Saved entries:
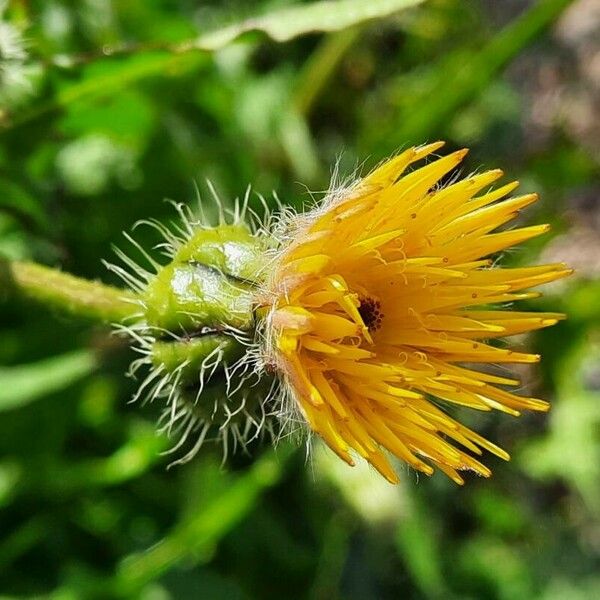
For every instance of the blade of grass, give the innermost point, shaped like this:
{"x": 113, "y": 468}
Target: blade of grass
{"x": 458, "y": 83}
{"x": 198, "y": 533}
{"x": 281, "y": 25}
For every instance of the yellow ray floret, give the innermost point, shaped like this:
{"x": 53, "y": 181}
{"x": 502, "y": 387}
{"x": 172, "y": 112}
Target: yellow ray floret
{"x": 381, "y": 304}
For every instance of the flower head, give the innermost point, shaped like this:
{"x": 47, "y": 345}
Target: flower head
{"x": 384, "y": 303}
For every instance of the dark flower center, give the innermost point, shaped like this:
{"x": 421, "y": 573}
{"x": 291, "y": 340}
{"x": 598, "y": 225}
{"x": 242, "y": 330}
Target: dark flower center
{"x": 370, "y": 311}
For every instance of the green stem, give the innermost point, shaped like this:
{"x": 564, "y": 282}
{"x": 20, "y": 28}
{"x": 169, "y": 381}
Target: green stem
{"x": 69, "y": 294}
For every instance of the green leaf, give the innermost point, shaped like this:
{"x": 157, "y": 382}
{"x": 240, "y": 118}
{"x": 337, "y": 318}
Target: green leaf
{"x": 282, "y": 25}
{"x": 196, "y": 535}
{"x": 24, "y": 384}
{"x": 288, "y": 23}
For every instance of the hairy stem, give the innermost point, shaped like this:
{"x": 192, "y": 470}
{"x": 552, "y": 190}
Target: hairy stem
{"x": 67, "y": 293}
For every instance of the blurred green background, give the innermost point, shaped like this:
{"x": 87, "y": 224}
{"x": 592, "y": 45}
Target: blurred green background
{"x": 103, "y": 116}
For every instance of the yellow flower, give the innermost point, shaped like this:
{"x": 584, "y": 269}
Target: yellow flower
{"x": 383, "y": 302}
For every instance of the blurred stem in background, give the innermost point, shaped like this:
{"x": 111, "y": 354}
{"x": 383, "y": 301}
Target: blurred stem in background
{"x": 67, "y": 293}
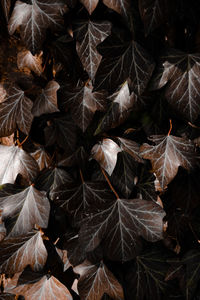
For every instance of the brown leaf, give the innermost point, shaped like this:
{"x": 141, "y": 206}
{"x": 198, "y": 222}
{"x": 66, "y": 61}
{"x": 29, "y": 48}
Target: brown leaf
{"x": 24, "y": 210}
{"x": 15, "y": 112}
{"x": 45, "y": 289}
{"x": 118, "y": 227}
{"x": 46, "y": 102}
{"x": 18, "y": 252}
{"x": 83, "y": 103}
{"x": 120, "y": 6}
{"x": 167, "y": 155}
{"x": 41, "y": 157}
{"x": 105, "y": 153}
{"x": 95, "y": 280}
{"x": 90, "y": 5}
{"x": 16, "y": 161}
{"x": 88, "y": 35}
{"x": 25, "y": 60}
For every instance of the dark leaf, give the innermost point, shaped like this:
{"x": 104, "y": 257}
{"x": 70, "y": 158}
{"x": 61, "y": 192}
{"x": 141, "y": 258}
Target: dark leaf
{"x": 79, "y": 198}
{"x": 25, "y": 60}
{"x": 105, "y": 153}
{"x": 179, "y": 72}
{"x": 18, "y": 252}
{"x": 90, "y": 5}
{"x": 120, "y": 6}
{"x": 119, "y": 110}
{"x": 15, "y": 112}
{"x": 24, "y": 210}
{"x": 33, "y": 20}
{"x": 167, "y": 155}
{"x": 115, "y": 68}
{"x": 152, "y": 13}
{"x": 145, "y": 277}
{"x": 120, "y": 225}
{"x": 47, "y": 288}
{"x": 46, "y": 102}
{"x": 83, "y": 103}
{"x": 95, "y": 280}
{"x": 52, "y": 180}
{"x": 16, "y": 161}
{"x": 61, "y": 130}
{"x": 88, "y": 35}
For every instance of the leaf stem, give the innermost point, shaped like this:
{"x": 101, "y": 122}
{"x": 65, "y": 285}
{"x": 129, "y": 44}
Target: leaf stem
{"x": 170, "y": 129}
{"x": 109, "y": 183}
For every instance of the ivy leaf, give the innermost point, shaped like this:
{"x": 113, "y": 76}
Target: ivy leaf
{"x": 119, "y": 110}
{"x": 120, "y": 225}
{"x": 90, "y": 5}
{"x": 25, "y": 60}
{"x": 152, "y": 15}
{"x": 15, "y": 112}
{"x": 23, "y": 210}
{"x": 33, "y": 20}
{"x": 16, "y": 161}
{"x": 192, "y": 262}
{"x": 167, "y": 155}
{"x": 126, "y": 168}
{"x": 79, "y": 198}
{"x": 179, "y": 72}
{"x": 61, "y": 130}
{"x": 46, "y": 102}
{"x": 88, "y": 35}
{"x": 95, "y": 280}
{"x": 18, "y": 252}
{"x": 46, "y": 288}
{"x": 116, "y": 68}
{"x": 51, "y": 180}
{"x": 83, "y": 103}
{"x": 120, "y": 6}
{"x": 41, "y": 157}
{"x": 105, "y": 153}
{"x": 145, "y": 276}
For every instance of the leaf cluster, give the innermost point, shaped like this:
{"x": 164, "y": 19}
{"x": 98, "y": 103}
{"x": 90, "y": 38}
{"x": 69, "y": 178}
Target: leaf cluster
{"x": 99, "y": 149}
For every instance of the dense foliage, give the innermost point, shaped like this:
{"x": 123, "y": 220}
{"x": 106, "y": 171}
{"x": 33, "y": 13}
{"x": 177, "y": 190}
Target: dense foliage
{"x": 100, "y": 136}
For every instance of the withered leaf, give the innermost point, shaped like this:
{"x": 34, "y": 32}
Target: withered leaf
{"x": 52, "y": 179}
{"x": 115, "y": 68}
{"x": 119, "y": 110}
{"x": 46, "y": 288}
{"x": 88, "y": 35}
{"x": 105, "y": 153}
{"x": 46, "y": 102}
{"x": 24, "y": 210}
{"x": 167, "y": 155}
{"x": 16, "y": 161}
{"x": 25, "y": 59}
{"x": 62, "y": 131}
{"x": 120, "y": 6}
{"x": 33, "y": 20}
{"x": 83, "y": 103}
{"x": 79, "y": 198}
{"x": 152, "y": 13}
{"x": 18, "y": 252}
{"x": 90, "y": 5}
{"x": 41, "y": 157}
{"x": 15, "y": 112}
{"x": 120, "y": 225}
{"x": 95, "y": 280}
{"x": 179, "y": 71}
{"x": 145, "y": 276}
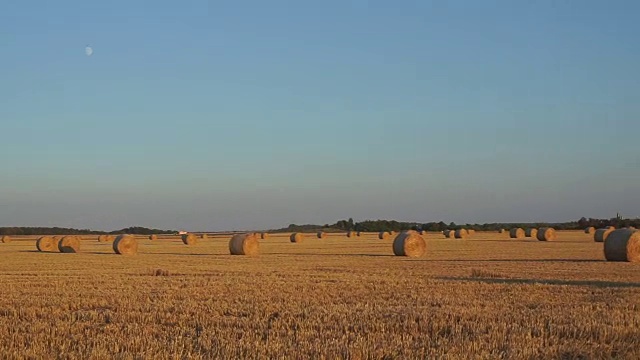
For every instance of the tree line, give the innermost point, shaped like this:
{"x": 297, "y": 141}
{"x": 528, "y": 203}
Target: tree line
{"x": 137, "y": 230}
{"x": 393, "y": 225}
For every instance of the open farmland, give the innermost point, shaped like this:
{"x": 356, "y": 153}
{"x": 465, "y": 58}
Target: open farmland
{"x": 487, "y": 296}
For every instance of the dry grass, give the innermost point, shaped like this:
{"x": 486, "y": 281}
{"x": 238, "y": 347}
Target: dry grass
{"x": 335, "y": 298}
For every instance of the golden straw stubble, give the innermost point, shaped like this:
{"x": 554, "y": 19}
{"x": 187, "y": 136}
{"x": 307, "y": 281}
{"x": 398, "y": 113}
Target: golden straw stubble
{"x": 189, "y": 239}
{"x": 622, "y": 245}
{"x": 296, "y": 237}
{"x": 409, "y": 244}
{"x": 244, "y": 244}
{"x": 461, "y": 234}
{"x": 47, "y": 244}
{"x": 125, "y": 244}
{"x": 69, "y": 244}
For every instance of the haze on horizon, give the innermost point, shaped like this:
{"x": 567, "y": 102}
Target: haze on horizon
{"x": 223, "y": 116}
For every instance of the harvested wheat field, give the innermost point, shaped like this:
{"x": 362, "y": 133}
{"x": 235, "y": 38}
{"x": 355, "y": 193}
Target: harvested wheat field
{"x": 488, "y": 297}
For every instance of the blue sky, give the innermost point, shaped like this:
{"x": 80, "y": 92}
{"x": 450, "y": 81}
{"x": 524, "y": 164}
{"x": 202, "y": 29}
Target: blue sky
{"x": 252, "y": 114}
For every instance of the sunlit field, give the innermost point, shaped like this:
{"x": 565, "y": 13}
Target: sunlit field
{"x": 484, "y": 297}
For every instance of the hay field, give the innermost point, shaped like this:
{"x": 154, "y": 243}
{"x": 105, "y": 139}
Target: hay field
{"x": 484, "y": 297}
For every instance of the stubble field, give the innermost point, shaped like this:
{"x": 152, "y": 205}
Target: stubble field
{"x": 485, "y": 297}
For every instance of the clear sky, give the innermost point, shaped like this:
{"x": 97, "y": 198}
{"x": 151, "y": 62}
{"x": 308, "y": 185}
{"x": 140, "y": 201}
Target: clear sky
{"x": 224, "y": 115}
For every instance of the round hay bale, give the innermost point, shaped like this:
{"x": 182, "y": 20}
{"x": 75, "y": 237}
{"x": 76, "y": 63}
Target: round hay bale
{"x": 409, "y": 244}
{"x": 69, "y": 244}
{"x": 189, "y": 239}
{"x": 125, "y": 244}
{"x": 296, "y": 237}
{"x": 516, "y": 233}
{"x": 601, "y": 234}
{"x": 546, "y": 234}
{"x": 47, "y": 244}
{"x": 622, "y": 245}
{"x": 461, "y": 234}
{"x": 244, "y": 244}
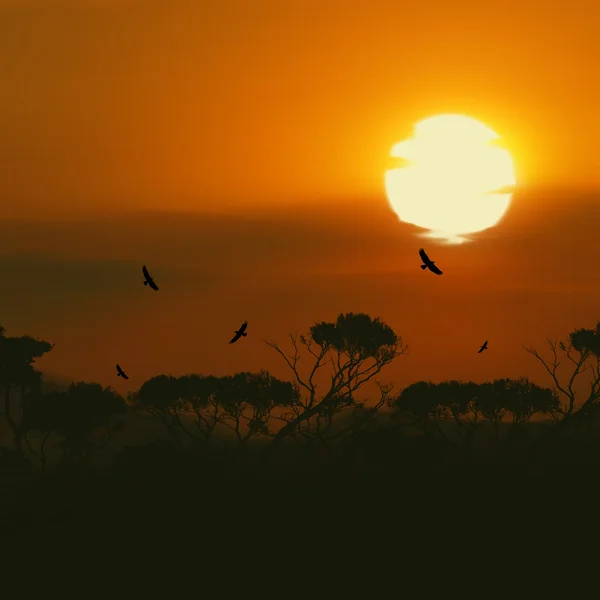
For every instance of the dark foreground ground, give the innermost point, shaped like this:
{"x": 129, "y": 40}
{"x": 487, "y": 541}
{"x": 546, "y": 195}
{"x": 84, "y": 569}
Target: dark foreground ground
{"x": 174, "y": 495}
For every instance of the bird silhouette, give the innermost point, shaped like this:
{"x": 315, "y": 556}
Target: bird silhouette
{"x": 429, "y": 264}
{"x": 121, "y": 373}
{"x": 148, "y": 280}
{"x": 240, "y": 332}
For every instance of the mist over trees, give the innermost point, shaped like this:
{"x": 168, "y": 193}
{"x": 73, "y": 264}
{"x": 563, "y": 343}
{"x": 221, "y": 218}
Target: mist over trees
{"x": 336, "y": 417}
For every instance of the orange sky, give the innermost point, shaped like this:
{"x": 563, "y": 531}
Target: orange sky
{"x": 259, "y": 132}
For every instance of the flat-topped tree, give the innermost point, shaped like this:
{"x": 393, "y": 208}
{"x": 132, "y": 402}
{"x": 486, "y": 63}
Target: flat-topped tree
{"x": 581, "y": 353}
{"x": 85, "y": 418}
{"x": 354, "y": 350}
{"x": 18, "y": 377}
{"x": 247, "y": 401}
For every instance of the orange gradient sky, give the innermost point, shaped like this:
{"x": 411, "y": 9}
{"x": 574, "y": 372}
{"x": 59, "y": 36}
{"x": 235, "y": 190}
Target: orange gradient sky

## Task to carry out
How many lines in the records above contain the word "gradient"? Give only the number.

## Result
2